-- THE PROBLEM --
Each line from the one containing "Where can you find the bicycle front" to the end of the data must be copied exactly, the first and last included; no other lines and no pictures belong in the copy.

-------- LISTED ENTRIES

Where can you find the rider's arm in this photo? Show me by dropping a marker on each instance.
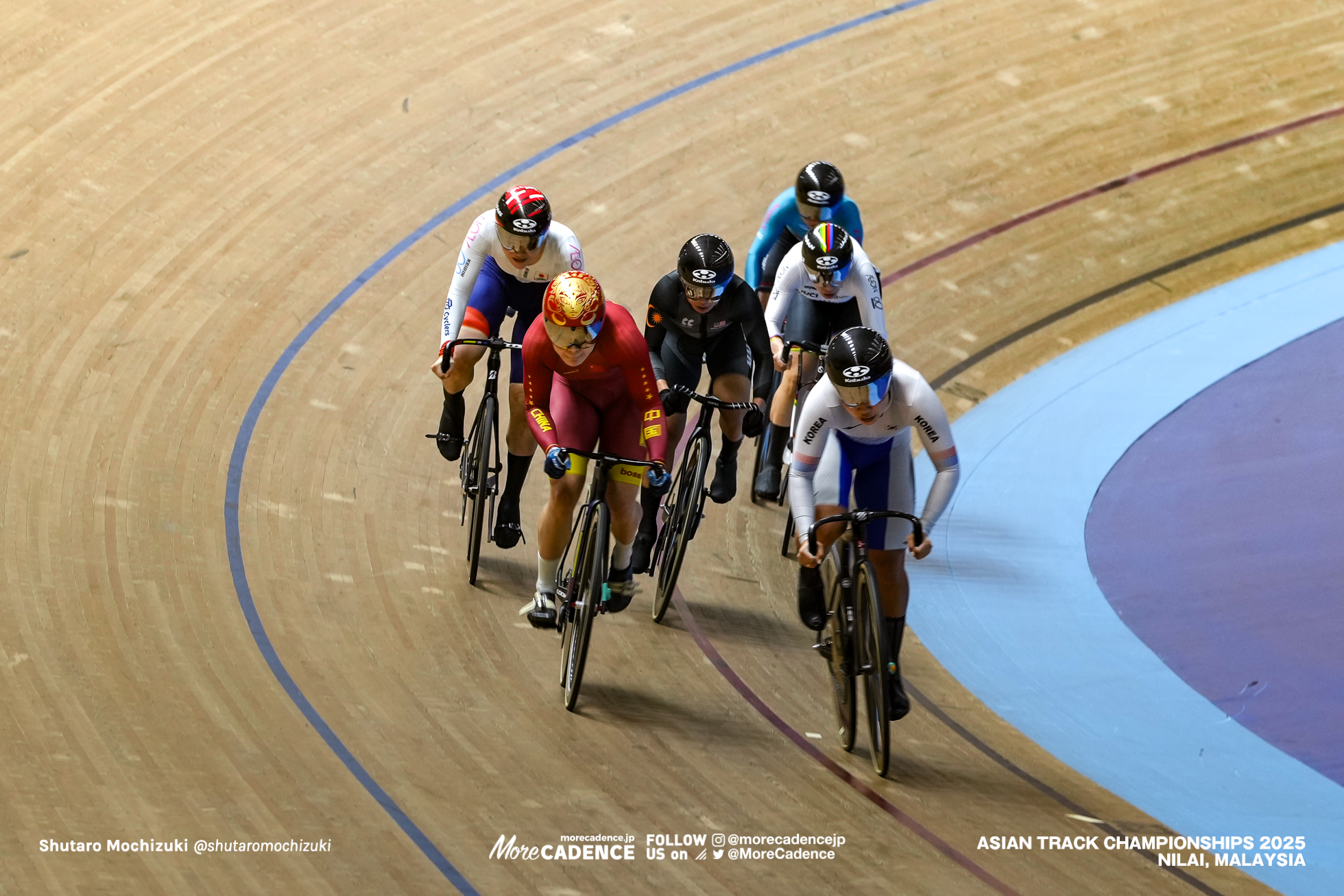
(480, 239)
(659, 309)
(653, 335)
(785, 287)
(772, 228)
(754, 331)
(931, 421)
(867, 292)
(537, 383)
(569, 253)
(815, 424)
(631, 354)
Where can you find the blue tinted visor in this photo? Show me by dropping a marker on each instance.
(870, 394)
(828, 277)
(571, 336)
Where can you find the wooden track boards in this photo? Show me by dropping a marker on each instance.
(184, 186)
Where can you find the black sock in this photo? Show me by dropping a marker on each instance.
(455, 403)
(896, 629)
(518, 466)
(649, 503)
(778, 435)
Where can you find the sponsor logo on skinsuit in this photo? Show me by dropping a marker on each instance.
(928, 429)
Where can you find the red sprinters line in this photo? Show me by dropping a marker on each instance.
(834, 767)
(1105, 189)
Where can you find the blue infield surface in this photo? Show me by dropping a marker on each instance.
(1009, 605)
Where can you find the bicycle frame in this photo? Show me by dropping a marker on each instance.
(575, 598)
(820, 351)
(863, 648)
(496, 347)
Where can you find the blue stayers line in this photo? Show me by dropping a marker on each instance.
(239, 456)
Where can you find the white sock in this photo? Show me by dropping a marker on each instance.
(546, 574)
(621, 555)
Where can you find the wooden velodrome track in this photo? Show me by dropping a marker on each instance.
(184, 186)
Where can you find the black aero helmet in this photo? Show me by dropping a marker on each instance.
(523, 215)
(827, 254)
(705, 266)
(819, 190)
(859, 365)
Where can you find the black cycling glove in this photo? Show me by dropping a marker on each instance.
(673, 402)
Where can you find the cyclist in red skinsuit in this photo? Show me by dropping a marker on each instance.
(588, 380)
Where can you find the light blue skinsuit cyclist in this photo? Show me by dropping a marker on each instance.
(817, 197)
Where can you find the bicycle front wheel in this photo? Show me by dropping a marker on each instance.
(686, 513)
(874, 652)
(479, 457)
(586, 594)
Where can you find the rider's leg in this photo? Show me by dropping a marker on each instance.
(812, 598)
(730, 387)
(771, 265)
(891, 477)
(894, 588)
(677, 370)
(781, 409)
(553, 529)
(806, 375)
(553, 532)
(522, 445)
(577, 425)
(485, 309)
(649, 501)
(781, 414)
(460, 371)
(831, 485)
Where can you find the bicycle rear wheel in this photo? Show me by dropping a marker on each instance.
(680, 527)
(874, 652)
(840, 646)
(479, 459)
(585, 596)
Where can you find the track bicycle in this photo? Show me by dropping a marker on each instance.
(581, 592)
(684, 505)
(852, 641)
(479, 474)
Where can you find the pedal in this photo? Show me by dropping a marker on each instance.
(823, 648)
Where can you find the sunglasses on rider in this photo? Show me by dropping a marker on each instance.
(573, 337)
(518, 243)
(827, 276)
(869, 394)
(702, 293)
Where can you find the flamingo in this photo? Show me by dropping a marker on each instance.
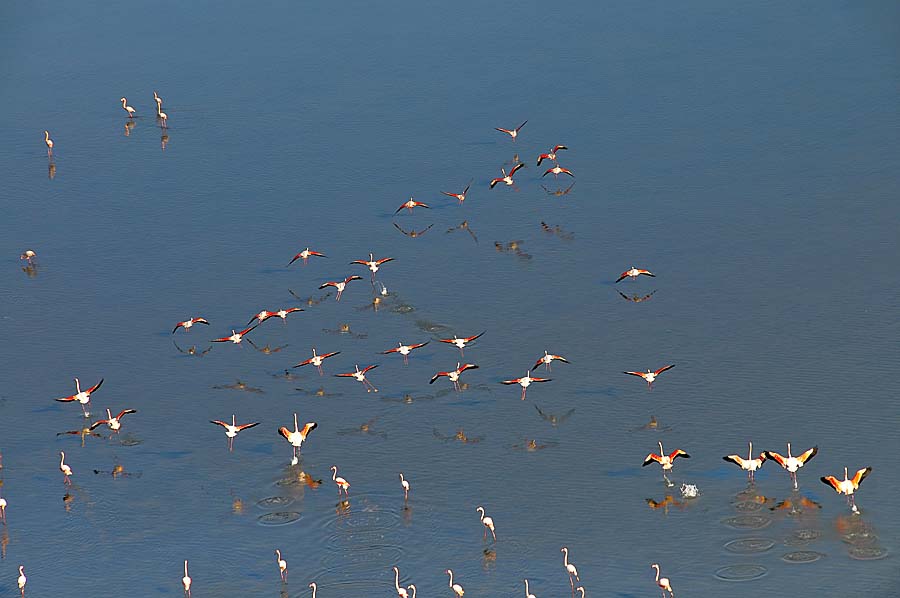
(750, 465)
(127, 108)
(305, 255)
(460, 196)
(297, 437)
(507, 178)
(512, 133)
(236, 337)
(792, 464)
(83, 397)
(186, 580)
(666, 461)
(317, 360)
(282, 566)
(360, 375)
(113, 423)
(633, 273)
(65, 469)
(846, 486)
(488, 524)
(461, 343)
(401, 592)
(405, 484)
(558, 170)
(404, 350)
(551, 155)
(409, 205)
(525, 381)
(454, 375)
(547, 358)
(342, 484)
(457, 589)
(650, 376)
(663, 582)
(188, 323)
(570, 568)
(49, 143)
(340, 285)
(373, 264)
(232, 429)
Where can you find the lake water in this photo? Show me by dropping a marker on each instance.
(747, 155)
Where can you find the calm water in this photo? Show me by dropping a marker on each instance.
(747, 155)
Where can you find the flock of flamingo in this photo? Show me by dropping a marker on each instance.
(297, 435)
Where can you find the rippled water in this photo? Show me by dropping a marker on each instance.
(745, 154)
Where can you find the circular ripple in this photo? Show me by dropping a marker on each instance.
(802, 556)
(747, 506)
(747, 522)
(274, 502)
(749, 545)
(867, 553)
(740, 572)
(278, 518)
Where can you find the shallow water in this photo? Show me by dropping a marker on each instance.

----------------

-- EXERCISE RESPONSE --
Where can you find the bicycle front wheel in this photo? Show me by dropping a marker on each instance.
(686, 513)
(874, 652)
(479, 457)
(586, 594)
Where can you find the rider's leg in this photo? Show me by dropping a marker on each instance.
(812, 598)
(730, 387)
(771, 265)
(891, 477)
(894, 588)
(677, 370)
(781, 409)
(553, 529)
(806, 375)
(553, 532)
(522, 445)
(577, 425)
(485, 309)
(649, 501)
(781, 414)
(460, 371)
(831, 485)
Where can you find the bicycle rear wheel in this photo? Show me by dropping a marker on each instance.
(680, 527)
(874, 652)
(840, 646)
(479, 459)
(585, 596)
Where can you find the track bicycle in this photo? Show me by dropping a marker on each instance.
(581, 592)
(684, 505)
(852, 641)
(479, 474)
Where can you find the pedal in this photo? Show me by dropping a marker on each instance.
(823, 648)
Where can you find the sunglasses on rider in this photo? Show me by dropping a marker on each instance.
(573, 337)
(518, 243)
(827, 276)
(869, 394)
(702, 293)
Where can you find the flamingo in this photo? Show me by dropping a marker on each instance.
(750, 465)
(127, 108)
(305, 255)
(460, 196)
(297, 437)
(507, 178)
(512, 133)
(236, 337)
(792, 464)
(83, 397)
(186, 580)
(666, 461)
(317, 360)
(282, 566)
(360, 375)
(113, 423)
(633, 273)
(65, 469)
(846, 486)
(488, 524)
(461, 343)
(401, 592)
(405, 484)
(558, 170)
(404, 350)
(551, 155)
(409, 205)
(525, 381)
(454, 375)
(547, 358)
(342, 484)
(457, 589)
(650, 376)
(663, 582)
(188, 323)
(570, 568)
(49, 143)
(340, 285)
(373, 264)
(232, 429)
Where can you find the lake water in this photo? Show me by dropping a marker on each instance.
(747, 155)
Where can you find the calm water in this photo? Show me by dropping a marker on each instance.
(747, 155)
Where can you find the flock of flamingo in this photo? Show me by dropping a marker on each instance.
(297, 435)
Where can you find the rippled water in this photo? Show me by dropping a marker on each instance.
(745, 154)
Where can you find the circular ripple in this photo? Show me by dropping a marker on each instance.
(802, 556)
(747, 506)
(747, 522)
(274, 502)
(749, 545)
(867, 553)
(740, 572)
(278, 518)
Where can you find the shallow water in this photo? Show me by dropping a marker on each instance.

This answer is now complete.